* **The exercise**
Update the rows below by replacing every occurrence of "disc" with "circle", leaving all other text unchanged.

* **Data provided**
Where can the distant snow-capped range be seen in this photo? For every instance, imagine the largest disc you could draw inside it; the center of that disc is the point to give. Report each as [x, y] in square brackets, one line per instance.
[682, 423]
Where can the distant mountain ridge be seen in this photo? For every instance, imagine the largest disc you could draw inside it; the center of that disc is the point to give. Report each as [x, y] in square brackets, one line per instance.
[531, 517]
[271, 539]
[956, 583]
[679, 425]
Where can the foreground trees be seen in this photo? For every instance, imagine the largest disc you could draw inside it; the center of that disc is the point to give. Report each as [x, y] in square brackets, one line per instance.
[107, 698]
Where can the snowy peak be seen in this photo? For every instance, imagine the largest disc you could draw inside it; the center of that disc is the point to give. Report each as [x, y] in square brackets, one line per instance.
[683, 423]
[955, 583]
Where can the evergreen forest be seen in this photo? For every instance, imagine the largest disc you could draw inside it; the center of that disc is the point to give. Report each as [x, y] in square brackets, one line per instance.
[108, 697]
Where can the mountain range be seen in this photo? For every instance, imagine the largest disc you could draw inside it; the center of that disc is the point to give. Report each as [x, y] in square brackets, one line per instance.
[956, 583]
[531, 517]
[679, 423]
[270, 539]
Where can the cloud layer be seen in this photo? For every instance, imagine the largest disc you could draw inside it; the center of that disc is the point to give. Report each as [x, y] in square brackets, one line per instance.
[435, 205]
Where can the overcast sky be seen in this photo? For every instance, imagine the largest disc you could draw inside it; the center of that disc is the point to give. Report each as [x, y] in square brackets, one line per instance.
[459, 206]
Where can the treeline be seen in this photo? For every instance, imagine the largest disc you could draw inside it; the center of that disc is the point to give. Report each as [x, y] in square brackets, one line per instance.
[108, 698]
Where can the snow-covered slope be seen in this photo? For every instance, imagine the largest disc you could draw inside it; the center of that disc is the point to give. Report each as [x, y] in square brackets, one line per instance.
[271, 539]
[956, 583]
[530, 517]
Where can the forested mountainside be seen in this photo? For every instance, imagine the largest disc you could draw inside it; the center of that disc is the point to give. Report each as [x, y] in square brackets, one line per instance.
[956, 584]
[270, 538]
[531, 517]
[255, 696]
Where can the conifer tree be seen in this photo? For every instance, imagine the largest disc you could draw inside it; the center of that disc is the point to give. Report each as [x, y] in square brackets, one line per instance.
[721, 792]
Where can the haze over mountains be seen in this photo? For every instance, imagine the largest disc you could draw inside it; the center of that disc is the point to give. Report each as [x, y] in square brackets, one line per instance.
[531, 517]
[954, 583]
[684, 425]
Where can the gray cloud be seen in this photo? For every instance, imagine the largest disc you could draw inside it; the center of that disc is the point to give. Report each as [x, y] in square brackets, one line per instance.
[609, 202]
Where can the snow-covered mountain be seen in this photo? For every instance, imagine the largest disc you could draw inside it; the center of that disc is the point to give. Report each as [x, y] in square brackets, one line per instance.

* **Output for this exercise**
Where can the distant snow-capped range be seen in this photo? For every instance, imagine the largest circle you could draw inside it; the center of that circle is the point to give. Report each as [x, y] in square brackets, one line per instance.
[682, 423]
Where can the distant mountain ridge be seen in this photo? For every instance, imagine the largest circle you could draw inside it; the center of that circle is the point to give. Report each as [x, y] in square brackets, one line per instance.
[531, 517]
[271, 539]
[956, 583]
[679, 425]
Where can the foreground trees be seen in this photo? For every instance, imagine the largest circle you could draw inside it; the center of that circle is the point to give. Report each as [x, y] in square brackets, one line per instance.
[107, 698]
Where can the snowy peak be seen in this photo? For every instance, imagine the largest circle you could draw inside it; the center of that circle is the point to give. Report each as [x, y] in square brackets, one line per instance.
[683, 423]
[955, 583]
Where can the evergreen forest be seen in this photo? For every instance, imagine the largest circle you could draw inside it; the center of that circle is the point to give. Report each as [x, y] in square brackets, one line per instance.
[108, 697]
Where can the mountain range be seen in this photo? For every instance, imagine the largest circle you could draw inside it; the center of that circle is the point to give. Report each as [x, y] in square brackets, one line per instance.
[956, 583]
[531, 517]
[679, 423]
[270, 539]
Where can the cloud layer be seen in this photo? For every instance, imagine the largest circle you could draw inside it; the center of that circle is the point to give. Report each as [x, y] in square brackets, one line per instance.
[435, 205]
Where can the overcast sky be seen in this photo? For every instance, imagine the largest circle you could draw inside it; the center of that circle is the point to give. Report each as [x, y] in square brackets, one line per instance.
[459, 206]
Where can the treeline be seen in this photo? For every instance, imagine the largest circle you could draw inside it; the center of that circle is the point to give. Report each as [x, y] in square brackets, one line per instance.
[108, 698]
Where can the snow-covered slope be seen in this photo? For every instance, imagine the largest circle you could draw inside it; the center of that circle is the point to give. Report each as [x, y] in square brackets, one line per instance.
[271, 539]
[956, 583]
[530, 517]
Where can the forested mountainside be seen in this photo? For every instance, imagine the largest circle you could draw inside it; the center of that circle is the point to give. Report each as [x, y] in square brackets, one line per instance.
[956, 584]
[270, 538]
[531, 517]
[255, 696]
Where can the conifer tree be seen in this photo? For every instance, imagine the largest circle you could draw inside it; the center of that circle is the point to give. Report each as [x, y] in square brackets, one line per instance.
[721, 792]
Where can the haze over mountains be seen in this photo? For every instance, imagine the largest circle you could draw inside it; the center of that circle is the point to give. Report each as [x, y] in square brackets, one line per instance.
[531, 517]
[954, 583]
[684, 425]
Where can the gray cloud be seen in this photo? For every instance, imagine the largest circle you could draw inside it; the center of that circle is the point to give. Report each as [x, y] in square brackets, one line per instance.
[609, 202]
Where can the snow-covered mountain be seen in this photo? For every instance, imagine the largest circle you could draw inside it; the center of that circle is the point to give. Report each as [x, y] in square brackets, one line per instance.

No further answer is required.